====== SUPPLIED DATA

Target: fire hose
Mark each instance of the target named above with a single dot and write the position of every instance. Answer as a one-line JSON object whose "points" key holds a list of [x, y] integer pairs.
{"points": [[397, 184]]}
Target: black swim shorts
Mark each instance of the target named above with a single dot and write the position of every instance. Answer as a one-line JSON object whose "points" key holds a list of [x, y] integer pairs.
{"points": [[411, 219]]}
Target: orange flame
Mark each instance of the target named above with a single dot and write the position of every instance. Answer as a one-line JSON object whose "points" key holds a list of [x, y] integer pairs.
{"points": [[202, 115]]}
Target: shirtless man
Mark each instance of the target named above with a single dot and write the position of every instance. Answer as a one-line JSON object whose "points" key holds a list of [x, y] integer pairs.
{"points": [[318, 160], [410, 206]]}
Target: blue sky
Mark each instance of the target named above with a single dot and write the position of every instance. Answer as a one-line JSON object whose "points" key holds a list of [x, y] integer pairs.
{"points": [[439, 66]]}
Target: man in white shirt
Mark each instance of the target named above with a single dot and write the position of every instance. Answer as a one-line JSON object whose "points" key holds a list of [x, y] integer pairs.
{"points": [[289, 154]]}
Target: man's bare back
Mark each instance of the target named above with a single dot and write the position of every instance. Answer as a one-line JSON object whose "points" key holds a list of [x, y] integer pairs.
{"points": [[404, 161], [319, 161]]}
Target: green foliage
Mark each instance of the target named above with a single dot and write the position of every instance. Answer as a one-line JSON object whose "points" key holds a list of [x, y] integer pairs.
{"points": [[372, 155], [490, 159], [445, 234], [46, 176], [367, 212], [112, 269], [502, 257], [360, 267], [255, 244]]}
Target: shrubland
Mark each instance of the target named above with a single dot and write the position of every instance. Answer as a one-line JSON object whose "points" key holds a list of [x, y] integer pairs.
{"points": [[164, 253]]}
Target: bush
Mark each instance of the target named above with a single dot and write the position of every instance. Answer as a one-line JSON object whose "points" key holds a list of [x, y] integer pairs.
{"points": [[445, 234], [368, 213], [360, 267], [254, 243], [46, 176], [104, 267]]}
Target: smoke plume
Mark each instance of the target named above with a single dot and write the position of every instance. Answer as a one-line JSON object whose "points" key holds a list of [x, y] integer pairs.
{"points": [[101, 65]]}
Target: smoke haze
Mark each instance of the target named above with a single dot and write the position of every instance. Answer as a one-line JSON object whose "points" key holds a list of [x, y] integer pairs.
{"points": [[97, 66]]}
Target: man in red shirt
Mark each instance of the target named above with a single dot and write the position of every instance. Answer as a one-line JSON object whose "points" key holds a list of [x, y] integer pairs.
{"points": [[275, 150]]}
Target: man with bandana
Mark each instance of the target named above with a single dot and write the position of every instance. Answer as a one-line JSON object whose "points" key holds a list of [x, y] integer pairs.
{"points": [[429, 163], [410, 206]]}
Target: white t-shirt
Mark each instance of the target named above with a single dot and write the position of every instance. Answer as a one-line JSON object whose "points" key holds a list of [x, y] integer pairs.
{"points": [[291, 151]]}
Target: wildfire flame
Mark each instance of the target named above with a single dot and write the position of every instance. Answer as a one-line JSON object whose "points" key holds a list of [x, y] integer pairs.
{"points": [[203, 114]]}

============

▸ **WHAT YOU NEED TO DO**:
Please reproduce all of the rows above, swapping each occurrence of "single dot" for "small cross" and leaving every other word unchanged.

▸ **FULL RESPONSE**:
Target: fire hose
Mark each instance of the target named above with a small cross and write the position of every instance. Answer as a one-line JSON object whose "points" key holds a list of [x, y] integer pairs.
{"points": [[397, 184]]}
Target: black swim shorts
Mark each instance of the target named above with a small cross and write the position of every instance. Answer as a one-line JSON object whose "points" key holds a list of [x, y] integer pairs.
{"points": [[411, 219]]}
Target: orange flame
Mark each instance of the target named above with a small cross and write the position of every instance. Answer as a one-line JSON object whose "points" key holds a list of [x, y] integer pairs.
{"points": [[202, 115]]}
Target: shirtless man
Mark each instance of the target named above with a small cross and write the position of every instance. Answer as a one-line JSON object whose "points" key holds a list of [x, y] integer pairs.
{"points": [[318, 160], [410, 206]]}
Target: blue sky
Mark each instance of the target named above with a small cross and write the position of every instance. Answer as a one-line JSON object whose "points" key holds a list of [x, y] integer pairs.
{"points": [[439, 66]]}
Target: man in white shirt
Mark each instance of the target named above with a small cross and write the position of every instance. Answer as a one-line JSON object whose "points" key holds a list of [x, y] integer pairs.
{"points": [[289, 154]]}
Target: man's bare back
Mark each instance of the target named above with a small cross and write the position of every instance. Answer as a one-line JSON object whose "points" key holds a list of [x, y] integer pairs.
{"points": [[404, 161], [319, 161]]}
Target: green foliage
Mark each instance of the target named above with a small cross and write the position of every instance. Answer as a one-line JSON object whose "points" key holds a list of [x, y] integer pairs.
{"points": [[372, 155], [490, 159], [445, 234], [46, 176], [367, 212], [112, 269], [502, 257], [360, 267], [255, 244]]}
Target: shrubland
Mark each instance of the target named above with a small cross and write the position of every instance. Answer as a one-line JSON object whose "points" key holds a list of [x, y] integer pairs.
{"points": [[164, 253]]}
Target: bush
Mark each instance of the target named above with a small cross and write the position of every instance. Answer as a one-line JSON object whose "points" key holds a list of [x, y] integer pairs.
{"points": [[445, 234], [368, 213], [360, 267], [254, 243], [46, 176], [104, 267]]}
Target: smoke plume
Mark each instance of the target named above with a small cross and write the position of every instance. Answer as a one-line JSON object whose "points" key holds a list of [x, y] integer pairs.
{"points": [[101, 65]]}
Target: smoke haze
Mark each instance of the target named above with a small cross and write the position of every instance. Answer as a one-line JSON object whose "points" key holds a list of [x, y] integer pairs.
{"points": [[97, 66]]}
Target: man in red shirt
Mark each instance of the target named above with a small cross and write the position of every instance. Answer as a one-line JSON object whose "points" key holds a list of [x, y] integer pairs.
{"points": [[275, 150]]}
Target: man with bandana
Mark each instance of the target named above with a small cross and write the position of every instance. Answer as a one-line JSON object whose "points" key holds a list of [x, y] integer pairs.
{"points": [[429, 163], [410, 206]]}
Target: white t-shirt
Mark each instance of the target named above with a small cross and write the position of every instance. Answer as a one-line JSON object whose "points" key holds a list of [x, y] integer pairs.
{"points": [[291, 151]]}
Target: wildfire flame
Mark each instance of the target named above with a small cross and write the position of every instance. Answer as a one-line JSON object whose "points" key holds a list of [x, y] integer pairs.
{"points": [[203, 114]]}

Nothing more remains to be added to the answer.